# he got off way to easy



## sneakygroundbuzzard (Nov 1, 2012)

i just read this story on our state DNR web site

makes me sick to think of what he did and how easy he got off

just thought i would share the story

Chronic poacher faces nearly $4,000 in fines and restitution

(Released May 7, 2015)

A Minnesota bear guide faces significant fines and restitution after recently pleading guilty in Cook and Faribault county district courts to illegally hunting bear, deer and other animals. This follows a multi-year Department of Natural Resources poaching investigation.



Greeley poses with one of the bears that was recovered from his freezer during a search. He did not have a valid license for the bear.

Brandon R. Greeley, 28, a resident of Blue Earth and a licensed bear guide in Tofte, is well known to DNR conservation officers in northern and southern Minnesota as a chronic poacher with previous fishing, trapping and hunting violations.

After the latest investigation wrapped up, Greeley was convicted of several gross misdemeanor and misdemeanor charges, fined nearly $4,000, and his hunting privileges were revoked for three years.

Conservation officers began investigating Greeley in 2012, and it became apparent that he violated game laws involving bear, deer, furbearing animals and fish.

Greeley's illegal activities with clients included reports of not having the proper zone license to hunt bear in a given area, illegally transferring a bear tag, failure to register a bear, and lending a bear license. Multiple other bear violations, committed by other hunters, were also detected during the extensive investigation.

Greeley was also accused of shooting two bears in 2012 without a license and using a client's bear tag. DNR records indicate that the client's tag had been used to register four bears from 2007-2011, but the client had only taken two bears and couldn't account for the registration of the additional bears.

Greeley convinced four clients, including two juveniles, to buy tags for the wrong zone when they weren't drawn for the zone Greeley guides in. Another client without a bear license videotaped himself shooting a bear and bragging about it. That bear was tagged by the hunter's father. Officers obtained a search warrant on that hunter's residence and seized a bear rug. Three search warrants executed at properties owned by Greeley and his parents in Blue Earth, Winnebago and Tofte uncovered a bevy of illegal game. This evidence provided investigative leads from the Iowa border area to northern Minnesota to Mississippi, and involved multiple emails and pictures of unlawful natural resources activities.

Investigators seized more than 100 items during the searches, including over 150 traps, six black bear hides, multiple deer quarters, fish and other furbearing animals. Over the next several months after the search warrants, conservation officers spent a considerable amount of time combing through evidence, detecting violation after violation. Officers then worked closely with prosecutors in both Cook and Faribault counties to have Greeley charged.

| Job 1 |
Return the records from the line containing "Objective — indicate every instance of the white" through the end of the records, both ends included, and leave out any pictures.
The poaching thread and the records have nothing to do with each other.

| Material for this task |

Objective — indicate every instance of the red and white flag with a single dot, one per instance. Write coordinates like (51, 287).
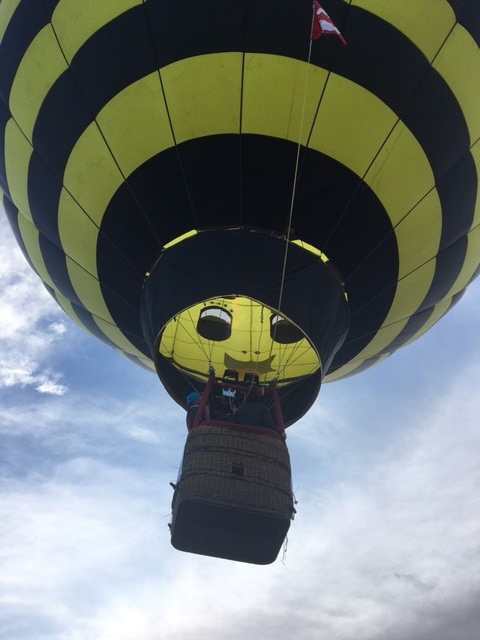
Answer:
(323, 24)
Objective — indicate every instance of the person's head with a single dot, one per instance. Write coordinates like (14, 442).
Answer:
(193, 398)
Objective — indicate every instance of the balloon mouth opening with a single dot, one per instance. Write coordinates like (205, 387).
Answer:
(234, 332)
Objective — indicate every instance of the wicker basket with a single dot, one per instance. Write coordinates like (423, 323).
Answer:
(233, 498)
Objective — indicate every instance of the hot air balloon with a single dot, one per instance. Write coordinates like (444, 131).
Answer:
(211, 192)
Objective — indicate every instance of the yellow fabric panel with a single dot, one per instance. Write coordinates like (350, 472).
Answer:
(30, 237)
(7, 9)
(351, 125)
(203, 95)
(76, 21)
(40, 67)
(419, 236)
(459, 63)
(274, 90)
(18, 152)
(414, 19)
(67, 306)
(91, 175)
(401, 176)
(78, 234)
(410, 293)
(250, 344)
(135, 123)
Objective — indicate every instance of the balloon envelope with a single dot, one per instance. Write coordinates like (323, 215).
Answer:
(132, 126)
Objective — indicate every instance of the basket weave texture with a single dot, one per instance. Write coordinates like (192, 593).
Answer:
(244, 470)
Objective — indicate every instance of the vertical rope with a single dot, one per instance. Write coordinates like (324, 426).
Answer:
(295, 173)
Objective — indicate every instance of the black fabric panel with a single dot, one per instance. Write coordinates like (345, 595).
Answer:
(86, 318)
(458, 193)
(4, 118)
(382, 60)
(323, 193)
(44, 190)
(449, 264)
(386, 63)
(188, 273)
(12, 216)
(56, 265)
(370, 362)
(29, 18)
(468, 15)
(113, 58)
(363, 329)
(61, 120)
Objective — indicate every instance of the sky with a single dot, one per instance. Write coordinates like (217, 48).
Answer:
(385, 542)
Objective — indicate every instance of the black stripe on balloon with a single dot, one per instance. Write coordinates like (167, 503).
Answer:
(413, 326)
(12, 216)
(267, 167)
(44, 190)
(366, 364)
(4, 118)
(27, 21)
(391, 67)
(56, 265)
(86, 319)
(467, 13)
(449, 261)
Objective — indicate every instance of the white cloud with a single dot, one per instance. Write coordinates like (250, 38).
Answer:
(30, 323)
(387, 549)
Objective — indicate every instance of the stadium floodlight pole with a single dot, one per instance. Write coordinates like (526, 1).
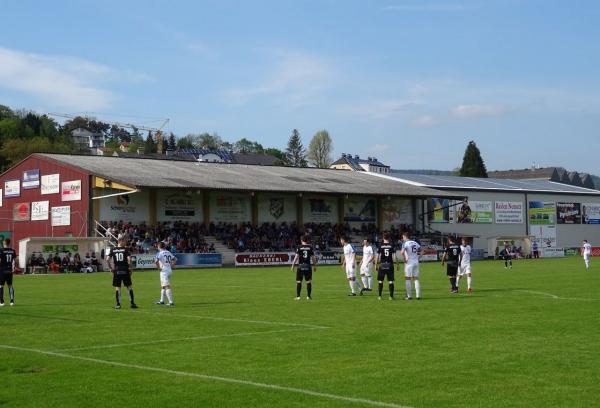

| Job 2 |
Continue the forum post about the Minnesota bear guide's poaching case, starting after its final sentence.

| Expected output 1 |
Objective — indicate every instance of the white cloud with a single dot, one per instance. Write coordinates like (250, 38).
Answer:
(30, 323)
(387, 549)
Objective — indicate every instance of the stadium floodlight pole with a single dot, one per instance. Write coordinates like (526, 1).

| Expected output 2 |
During recent sentencing in Cook County, Greeley was convicted of a gross misdemeanor involving the unlawful transportation of wild animals and ordered to pay fines and restitution of $2,420. Greeley was also convicted of a misdemeanor involving the illegal take of deer without a hunting license. In both instances Greeley was ordered by Cook County District Court Judge Michael Cuzzo not to be present in any hunting camp; not be in the field or accompany or assist any other hunters, including but not limited to, guiding, transporting, baiting, scouting, or possession of big game; and not to engage in any hunting, guiding, or outfitting activities. Greeley will also lose hunting privileges for three years.

In Faribault County, Greeley was convicted of misdemeanor illegal taking, buying, selling, transporting, or possessing of protected wild animals and faces $1,495 in fines and restitution.

"Minnesotans can be proud of these officers whose hard work, long nights, and nonstop investigative efforts have paid off," said Colonel Ken Soring, DNR Enforcement Division director. "Poachers steal from honest hunters, anglers, and all of us who responsibly enjoy our state's natural riches."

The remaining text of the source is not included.